### Data in this exercise
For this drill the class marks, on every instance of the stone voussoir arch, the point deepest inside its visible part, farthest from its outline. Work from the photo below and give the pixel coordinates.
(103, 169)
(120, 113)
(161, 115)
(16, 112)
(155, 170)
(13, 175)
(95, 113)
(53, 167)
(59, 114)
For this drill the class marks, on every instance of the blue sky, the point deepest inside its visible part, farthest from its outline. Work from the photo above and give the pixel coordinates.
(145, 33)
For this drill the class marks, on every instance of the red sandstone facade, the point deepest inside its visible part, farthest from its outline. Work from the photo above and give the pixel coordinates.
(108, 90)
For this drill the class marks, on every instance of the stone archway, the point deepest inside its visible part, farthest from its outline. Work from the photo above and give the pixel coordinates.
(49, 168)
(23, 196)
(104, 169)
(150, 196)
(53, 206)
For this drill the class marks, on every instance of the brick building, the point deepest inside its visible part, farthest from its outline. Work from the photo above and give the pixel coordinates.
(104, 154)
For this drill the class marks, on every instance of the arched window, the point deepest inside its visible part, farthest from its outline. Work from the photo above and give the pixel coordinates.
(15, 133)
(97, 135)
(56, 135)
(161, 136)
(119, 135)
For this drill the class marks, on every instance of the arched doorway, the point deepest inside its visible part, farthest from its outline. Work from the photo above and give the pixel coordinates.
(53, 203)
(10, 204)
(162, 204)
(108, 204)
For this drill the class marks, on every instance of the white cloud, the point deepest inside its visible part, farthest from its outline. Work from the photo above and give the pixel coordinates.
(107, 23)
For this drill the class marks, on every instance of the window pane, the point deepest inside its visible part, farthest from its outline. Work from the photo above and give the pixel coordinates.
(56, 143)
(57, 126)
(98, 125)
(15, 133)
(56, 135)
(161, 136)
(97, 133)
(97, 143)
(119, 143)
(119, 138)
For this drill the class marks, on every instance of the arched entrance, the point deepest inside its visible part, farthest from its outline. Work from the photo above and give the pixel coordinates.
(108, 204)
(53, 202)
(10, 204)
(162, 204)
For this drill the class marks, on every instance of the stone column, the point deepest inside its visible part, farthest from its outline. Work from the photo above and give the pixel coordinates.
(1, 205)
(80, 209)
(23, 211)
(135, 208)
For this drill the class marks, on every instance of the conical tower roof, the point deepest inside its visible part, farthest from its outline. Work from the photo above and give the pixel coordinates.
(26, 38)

### What is needed
Output all of the data in full, exactly as given.

### Output for this task
For this drill the class marks, on every instance of the stone voussoir arch, the point deepest inside its visible part, farthest from its outline. Work from the photo below and give the pixel coordinates.
(103, 169)
(120, 113)
(161, 115)
(16, 112)
(155, 170)
(13, 175)
(95, 113)
(53, 167)
(59, 114)
For this drill the class marks, on every instance of the blue sky, the point deepest inside its visible part, farthest from its outline. Work from the photo above and give the pixel coordinates.
(145, 33)
For this drill the class marks, on every instance of the red sandstone facade, the point deepest inside its visible part, farthest from its outline. Work from the photo above and give the pixel coordinates.
(108, 90)
For this drill the class marks, on every instance of the stone archway, the point deepest inside its visible part, farthest from its outline. Work from the photo above and give the pixel coordinates.
(49, 168)
(23, 196)
(104, 169)
(150, 196)
(53, 206)
For this drill the class marks, on every instance of the brick building, the point deepest inside its visible part, farthest from its outline. Work from the photo above and give the pixel coordinates.
(104, 154)
For this drill the class marks, on every instance of the arched window, the point deepest inside its visible part, farthest from its outline. Work from the photo above and give the pixel coordinates.
(15, 133)
(97, 135)
(56, 135)
(161, 136)
(119, 135)
For this drill the class marks, on every instance of the arched doorway, the point deepest inside its visible part, farthest from its outline. Work from the photo above and give the pixel coordinates.
(53, 203)
(10, 204)
(162, 204)
(108, 204)
For this drill the class marks, on every instance of the white cloud, the point deepest inside its visible part, farthest from its outline. Work from the photo above and give the pixel coordinates.
(107, 23)
For this drill the class marks, on every instance of the window pane, the point deepest inside its visible part, farthest from its outline. Work from the photo above and give the pixel coordinates.
(56, 143)
(57, 126)
(98, 125)
(15, 133)
(56, 135)
(161, 136)
(97, 133)
(97, 143)
(119, 143)
(119, 138)
For this drill the class marks, on every instance of the arched entrance, the point deepest inside its visible part, farthest from its outline. Work from the photo above and give the pixel coordinates.
(108, 204)
(53, 202)
(10, 204)
(162, 204)
For this drill the class marks, on every instance of the stone column, the point deepest inside its visible part, farthest from its outline. Work from the photo above and give the pixel coordinates.
(1, 205)
(80, 209)
(23, 211)
(135, 208)
For this drill the class marks, on every instance of the conical tower roof, the point deepest inside its visible part, farthest from its outline. Work from the photo above and give the pixel coordinates.
(26, 38)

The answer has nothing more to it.